East Coast pirates have taken the Titanic.

The galaxy's top-grossing movie, grossing north of $1.5 billion on Earth alone, has become the No. 1 bootlegged video on the black market. Since January, the Motion Picture Association of America's video privacy unit has seized 1,500 illegal Titanic VHS tapes from street vendors in New York, with dozens more turning up in New Jersey, Philadelphia, Chicago and Cleveland.

Perhaps most disconcerting to Paramount, the studio controlling the ship flick's U.S. rights, is that the clandestine copies aren't your standard-issue, shabby looking bootlegs. (Just as portrayed in that old Seinfeld episode, many are taped by some guy who manages to sneak a camcorder into the theater.)

The illicit Titanic video, streetailing for $10, comes on two high-quality cassettes, elegantly packaged in a sleeve bearing images from the film.

"It looks factory fresh," MPAA spokesman Bill Shannon tells Associated Press.

So, how did the street hawkers obtain a good master copy when Paramount hasn't even announced a release date for the legit Titanic home video? Authorities believe some of the 5,400 screening copies mailed to Academy of Motion Picture Arts and Sciences members a few months back--the people who awarded the film a record-tying 11 Oscars--ended up in pirate hands.

"The Academy members know that these tapes are not to be distributed and sold or copied," Paramount's anti-piracy operations director Anat Levy tells AP.

According to the MPAA, bootleg videos cut into film industry profits, taking $250 million a year from U.S. sales and $2.5 billion worldwide. Each year studios file hundreds of lawsuits against pirates; in 1997 alone, police confiscated 570,000 illegal videocassettes.

-- Rose (rose364@earthlink.net), April 30, 1998

Answers

DID OSCAR VOTERS SELL TITANIC VIDEOS TO PIRATES?

Video tapes of Titanic, sent out to voting members of the Academy of Motion Picture Arts and Sciences prior to this year's Oscar presentations, were used as masters for bootleg prints of the movie now circulating on the black market, the anti-piracy unit of the MPAA said Wednesday. The Association indicated that the film has become the pirates' top seller.

▶ _Set exercise A_
Identify every line in the entries below that contains the word "green", and copy each of those lines.

▶ _Materials provided_
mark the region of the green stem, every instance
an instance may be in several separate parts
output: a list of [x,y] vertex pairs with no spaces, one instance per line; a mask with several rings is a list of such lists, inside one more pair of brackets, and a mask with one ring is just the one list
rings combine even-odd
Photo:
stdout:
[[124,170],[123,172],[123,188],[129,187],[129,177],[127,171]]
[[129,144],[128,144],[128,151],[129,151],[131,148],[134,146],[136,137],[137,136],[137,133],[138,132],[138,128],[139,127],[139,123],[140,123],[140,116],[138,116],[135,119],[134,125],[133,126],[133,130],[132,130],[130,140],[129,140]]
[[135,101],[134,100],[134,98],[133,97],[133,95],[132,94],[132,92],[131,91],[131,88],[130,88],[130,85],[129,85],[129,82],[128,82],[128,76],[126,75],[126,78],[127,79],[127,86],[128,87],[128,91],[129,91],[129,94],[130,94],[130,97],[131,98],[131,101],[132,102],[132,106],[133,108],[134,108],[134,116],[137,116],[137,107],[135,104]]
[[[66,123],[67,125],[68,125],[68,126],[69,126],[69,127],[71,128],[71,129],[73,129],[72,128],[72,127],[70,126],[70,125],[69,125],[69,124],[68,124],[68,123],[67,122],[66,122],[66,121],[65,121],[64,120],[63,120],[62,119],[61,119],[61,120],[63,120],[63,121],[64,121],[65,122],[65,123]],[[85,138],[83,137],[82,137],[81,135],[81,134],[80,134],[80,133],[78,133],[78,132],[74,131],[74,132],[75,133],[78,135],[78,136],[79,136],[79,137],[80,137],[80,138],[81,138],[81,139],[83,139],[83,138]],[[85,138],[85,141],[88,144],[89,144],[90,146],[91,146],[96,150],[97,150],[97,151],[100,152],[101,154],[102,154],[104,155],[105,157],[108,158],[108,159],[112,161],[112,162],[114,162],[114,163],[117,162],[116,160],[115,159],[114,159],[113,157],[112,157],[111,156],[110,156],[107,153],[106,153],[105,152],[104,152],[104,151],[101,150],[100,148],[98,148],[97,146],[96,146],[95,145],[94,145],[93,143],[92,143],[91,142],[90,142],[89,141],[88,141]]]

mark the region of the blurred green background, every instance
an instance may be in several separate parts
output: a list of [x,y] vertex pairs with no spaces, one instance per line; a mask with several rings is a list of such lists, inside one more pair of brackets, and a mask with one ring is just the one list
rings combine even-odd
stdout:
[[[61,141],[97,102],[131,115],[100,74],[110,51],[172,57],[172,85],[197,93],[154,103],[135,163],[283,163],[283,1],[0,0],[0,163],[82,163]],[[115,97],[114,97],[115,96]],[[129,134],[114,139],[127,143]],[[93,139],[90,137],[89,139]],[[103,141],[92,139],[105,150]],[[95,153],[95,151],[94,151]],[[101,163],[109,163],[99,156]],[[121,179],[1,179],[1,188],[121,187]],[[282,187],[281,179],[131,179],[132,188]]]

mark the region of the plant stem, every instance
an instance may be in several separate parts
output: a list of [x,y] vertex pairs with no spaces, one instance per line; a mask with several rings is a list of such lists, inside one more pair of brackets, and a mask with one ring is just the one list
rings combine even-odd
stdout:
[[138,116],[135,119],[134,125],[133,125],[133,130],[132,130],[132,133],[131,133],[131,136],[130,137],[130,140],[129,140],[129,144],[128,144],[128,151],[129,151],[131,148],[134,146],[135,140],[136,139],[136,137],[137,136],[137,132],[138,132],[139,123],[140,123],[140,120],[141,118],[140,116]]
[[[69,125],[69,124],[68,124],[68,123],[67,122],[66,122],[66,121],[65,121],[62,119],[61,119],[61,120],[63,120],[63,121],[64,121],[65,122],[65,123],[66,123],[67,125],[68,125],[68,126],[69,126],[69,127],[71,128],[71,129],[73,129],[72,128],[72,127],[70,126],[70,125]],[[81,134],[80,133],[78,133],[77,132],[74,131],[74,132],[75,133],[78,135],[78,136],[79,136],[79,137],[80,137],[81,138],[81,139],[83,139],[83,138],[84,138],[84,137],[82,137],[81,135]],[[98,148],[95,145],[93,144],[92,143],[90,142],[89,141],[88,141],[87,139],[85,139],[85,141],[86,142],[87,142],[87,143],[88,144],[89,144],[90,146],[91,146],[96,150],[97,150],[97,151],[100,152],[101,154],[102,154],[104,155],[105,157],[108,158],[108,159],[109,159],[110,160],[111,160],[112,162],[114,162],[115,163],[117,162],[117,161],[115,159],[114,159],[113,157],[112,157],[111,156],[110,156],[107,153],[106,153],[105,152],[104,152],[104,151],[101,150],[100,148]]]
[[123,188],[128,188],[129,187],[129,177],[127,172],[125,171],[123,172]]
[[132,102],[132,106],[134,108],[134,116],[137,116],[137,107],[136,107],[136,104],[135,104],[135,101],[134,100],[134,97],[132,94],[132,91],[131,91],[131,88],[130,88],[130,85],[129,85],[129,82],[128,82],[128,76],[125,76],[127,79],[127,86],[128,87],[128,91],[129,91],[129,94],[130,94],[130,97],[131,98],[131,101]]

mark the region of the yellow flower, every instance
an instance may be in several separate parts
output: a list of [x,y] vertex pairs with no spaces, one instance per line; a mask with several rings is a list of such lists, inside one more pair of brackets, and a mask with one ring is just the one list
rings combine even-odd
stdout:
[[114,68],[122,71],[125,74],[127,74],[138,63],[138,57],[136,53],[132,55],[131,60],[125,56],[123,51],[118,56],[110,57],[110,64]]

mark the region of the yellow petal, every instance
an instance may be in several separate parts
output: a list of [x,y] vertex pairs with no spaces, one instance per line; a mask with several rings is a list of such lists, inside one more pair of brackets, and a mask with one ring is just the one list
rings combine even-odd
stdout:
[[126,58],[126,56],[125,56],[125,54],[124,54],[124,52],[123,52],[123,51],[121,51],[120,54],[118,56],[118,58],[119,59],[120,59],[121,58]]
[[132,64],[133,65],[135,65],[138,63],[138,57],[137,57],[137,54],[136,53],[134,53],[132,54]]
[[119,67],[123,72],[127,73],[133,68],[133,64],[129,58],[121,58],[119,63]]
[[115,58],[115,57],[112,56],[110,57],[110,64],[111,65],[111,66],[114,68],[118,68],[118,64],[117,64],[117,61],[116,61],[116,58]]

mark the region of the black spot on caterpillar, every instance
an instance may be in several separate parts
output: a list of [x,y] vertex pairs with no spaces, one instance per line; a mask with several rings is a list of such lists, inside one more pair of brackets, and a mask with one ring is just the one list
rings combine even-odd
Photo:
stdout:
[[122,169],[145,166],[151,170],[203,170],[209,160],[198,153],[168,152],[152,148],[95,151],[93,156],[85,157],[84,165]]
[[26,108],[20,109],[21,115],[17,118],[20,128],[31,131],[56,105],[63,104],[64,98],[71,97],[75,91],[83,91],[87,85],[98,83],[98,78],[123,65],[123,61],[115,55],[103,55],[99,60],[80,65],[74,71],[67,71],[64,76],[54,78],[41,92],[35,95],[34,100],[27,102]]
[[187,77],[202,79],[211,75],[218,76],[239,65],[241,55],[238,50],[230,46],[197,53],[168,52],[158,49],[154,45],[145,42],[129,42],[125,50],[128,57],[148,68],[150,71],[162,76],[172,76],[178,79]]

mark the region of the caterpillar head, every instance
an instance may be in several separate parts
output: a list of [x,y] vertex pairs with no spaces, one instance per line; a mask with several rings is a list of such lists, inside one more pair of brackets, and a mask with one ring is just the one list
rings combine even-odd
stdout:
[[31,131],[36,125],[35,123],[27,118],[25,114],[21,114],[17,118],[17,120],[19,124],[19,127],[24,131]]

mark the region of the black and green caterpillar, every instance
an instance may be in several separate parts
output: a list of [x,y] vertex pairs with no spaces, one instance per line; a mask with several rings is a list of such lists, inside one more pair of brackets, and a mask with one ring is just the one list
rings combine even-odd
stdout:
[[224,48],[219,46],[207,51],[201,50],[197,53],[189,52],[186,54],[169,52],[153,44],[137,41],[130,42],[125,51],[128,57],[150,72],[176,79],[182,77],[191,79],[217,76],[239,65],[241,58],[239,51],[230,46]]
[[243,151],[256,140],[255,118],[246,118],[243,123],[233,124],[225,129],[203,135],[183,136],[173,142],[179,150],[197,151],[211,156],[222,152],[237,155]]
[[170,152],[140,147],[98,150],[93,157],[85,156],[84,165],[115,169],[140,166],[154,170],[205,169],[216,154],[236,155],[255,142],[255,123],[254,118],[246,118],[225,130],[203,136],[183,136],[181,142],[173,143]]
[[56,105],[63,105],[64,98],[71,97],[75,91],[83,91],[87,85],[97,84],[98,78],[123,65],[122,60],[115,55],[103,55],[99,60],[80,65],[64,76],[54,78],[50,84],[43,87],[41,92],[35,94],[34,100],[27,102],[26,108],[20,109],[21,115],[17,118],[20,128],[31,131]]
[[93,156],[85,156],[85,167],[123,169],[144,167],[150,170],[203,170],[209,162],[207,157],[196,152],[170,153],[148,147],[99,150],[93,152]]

▶ _Set exercise B_
Answer these questions using the article about bootleg Titanic videos:
(i) What is the street price of the illegal Titanic video?
(ii) How many screening copies were mailed to Academy members?
(iii) How many illegal videocassettes did police confiscate in 1997?

▶ _Problem solution A_
mark the region of the green stem, every instance
mark the region of the blurred green background, every instance
mark the region of the black and green caterpillar, every instance

▶ _Problem solution B_
(i) $10
(ii) 5,400
(iii) 570,000